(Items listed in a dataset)
---------------

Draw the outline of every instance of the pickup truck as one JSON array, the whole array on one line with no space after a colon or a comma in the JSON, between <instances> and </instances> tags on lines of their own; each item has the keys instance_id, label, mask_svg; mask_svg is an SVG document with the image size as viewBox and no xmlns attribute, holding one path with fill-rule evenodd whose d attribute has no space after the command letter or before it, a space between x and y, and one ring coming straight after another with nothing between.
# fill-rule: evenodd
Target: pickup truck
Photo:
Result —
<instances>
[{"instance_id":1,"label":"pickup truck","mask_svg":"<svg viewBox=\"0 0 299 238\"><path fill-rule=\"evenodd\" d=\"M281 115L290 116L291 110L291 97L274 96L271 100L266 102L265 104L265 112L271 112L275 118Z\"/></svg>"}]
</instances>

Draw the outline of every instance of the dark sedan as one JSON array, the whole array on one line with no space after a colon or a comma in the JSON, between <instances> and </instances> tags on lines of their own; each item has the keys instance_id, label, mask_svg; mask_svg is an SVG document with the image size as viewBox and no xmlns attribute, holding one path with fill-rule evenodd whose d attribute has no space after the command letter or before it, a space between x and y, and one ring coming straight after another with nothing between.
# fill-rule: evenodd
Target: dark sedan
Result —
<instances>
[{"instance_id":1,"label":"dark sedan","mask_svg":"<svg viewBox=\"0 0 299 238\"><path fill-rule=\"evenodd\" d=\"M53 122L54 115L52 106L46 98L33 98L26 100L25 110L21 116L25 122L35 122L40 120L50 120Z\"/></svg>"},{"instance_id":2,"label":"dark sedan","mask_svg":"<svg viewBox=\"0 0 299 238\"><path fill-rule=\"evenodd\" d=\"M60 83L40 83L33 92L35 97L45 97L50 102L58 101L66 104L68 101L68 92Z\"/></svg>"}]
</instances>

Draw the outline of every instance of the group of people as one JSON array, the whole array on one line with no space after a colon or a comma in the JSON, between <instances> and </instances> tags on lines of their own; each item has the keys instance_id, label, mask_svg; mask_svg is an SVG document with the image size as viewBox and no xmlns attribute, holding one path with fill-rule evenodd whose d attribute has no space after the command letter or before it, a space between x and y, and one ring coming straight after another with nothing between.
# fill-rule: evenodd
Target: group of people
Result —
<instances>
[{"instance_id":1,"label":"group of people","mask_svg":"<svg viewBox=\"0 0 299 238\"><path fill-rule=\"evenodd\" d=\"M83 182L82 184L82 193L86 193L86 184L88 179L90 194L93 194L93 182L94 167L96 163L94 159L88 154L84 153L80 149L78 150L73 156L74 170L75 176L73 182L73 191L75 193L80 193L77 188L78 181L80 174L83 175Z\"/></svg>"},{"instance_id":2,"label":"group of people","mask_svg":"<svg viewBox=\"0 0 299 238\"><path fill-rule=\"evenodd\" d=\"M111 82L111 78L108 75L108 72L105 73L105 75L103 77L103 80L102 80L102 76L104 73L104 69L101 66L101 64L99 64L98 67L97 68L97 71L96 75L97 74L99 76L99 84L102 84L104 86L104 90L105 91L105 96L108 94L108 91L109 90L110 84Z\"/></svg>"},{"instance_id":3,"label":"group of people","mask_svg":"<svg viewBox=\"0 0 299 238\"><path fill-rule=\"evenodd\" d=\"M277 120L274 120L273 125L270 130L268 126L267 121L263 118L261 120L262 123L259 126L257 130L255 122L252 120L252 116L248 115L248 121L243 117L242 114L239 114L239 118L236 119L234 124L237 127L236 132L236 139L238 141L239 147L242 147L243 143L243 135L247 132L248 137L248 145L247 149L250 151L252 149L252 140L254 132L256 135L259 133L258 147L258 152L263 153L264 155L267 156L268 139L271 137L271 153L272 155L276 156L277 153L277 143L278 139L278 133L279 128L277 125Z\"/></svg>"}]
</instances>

---------------

EXERCISE REQUIREMENTS
In full and verbatim, repeat the records given above.

SOLUTION
Draw the outline of every instance of the pickup truck as one JSON array, the whole array on one line with no space after a colon or a comma in the JSON, between <instances> and </instances> tags on lines of their own; each item has the keys instance_id, label, mask_svg; mask_svg is an SVG document with the image size as viewBox and no xmlns attribute, holding one path with fill-rule evenodd whose d attribute has no space after the command letter or before it, a space between x and y, and one ring coming straight after another with nothing between.
# fill-rule: evenodd
Target: pickup truck
Photo:
Result —
<instances>
[{"instance_id":1,"label":"pickup truck","mask_svg":"<svg viewBox=\"0 0 299 238\"><path fill-rule=\"evenodd\" d=\"M281 115L290 116L291 110L291 97L274 96L271 100L266 102L265 104L265 112L271 112L275 118Z\"/></svg>"}]
</instances>

Draw the outline of every instance of the dark sedan as one JSON array, the whole array on one line with no space after a colon or a comma in the JSON, between <instances> and </instances> tags on lines of their own; each item has the keys instance_id, label, mask_svg; mask_svg is an SVG document with the image size as viewBox and no xmlns attribute, holding one path with fill-rule evenodd whose d attribute has no space after the command letter or before it, a space between x and y, and one ring coming straight after another with nothing between.
# fill-rule: evenodd
Target: dark sedan
Result —
<instances>
[{"instance_id":1,"label":"dark sedan","mask_svg":"<svg viewBox=\"0 0 299 238\"><path fill-rule=\"evenodd\" d=\"M53 122L54 115L52 106L46 98L33 98L26 100L25 110L21 116L25 122L35 122L40 120L50 120Z\"/></svg>"},{"instance_id":2,"label":"dark sedan","mask_svg":"<svg viewBox=\"0 0 299 238\"><path fill-rule=\"evenodd\" d=\"M60 83L40 83L33 92L35 97L45 97L50 102L58 101L66 104L68 101L68 92Z\"/></svg>"}]
</instances>

Draw the outline of every instance of the group of people as one JSON array, the whole array on one line with no space after a colon or a comma in the JSON, between <instances> and </instances> tags on lines of their own; each item has the keys instance_id, label, mask_svg; mask_svg is an SVG document with the image size as viewBox and no xmlns attribute, holding one path with fill-rule evenodd whose d attribute has no space after the command letter or before it, a space between x and y, and one ring coming straight after another with nothing between.
# fill-rule: evenodd
Target: group of people
Result —
<instances>
[{"instance_id":1,"label":"group of people","mask_svg":"<svg viewBox=\"0 0 299 238\"><path fill-rule=\"evenodd\" d=\"M83 182L82 184L82 193L86 193L86 184L88 179L90 194L93 194L93 182L94 167L96 163L94 159L88 154L84 153L80 149L78 150L73 156L74 170L75 176L73 182L73 191L75 193L80 193L77 188L78 181L80 174L83 175Z\"/></svg>"},{"instance_id":2,"label":"group of people","mask_svg":"<svg viewBox=\"0 0 299 238\"><path fill-rule=\"evenodd\" d=\"M111 82L111 78L108 75L108 72L105 73L105 75L103 77L103 80L102 80L102 76L104 73L104 69L101 66L101 64L99 64L98 67L97 68L97 71L96 75L97 74L99 76L99 84L102 84L104 86L104 90L105 91L105 96L108 94L108 91L109 90L110 84Z\"/></svg>"},{"instance_id":3,"label":"group of people","mask_svg":"<svg viewBox=\"0 0 299 238\"><path fill-rule=\"evenodd\" d=\"M277 120L274 120L273 125L270 130L268 126L267 121L263 118L261 120L262 123L259 126L257 130L255 122L252 120L252 116L248 115L248 121L243 117L242 114L239 114L239 118L236 119L234 124L237 127L236 132L236 139L238 141L239 147L242 147L243 143L243 135L247 132L248 137L248 145L247 149L250 151L252 149L252 140L254 132L256 135L259 133L258 147L258 152L263 153L264 155L267 156L268 139L271 137L271 153L272 155L276 156L277 153L277 143L278 139L278 133L279 128L277 125Z\"/></svg>"}]
</instances>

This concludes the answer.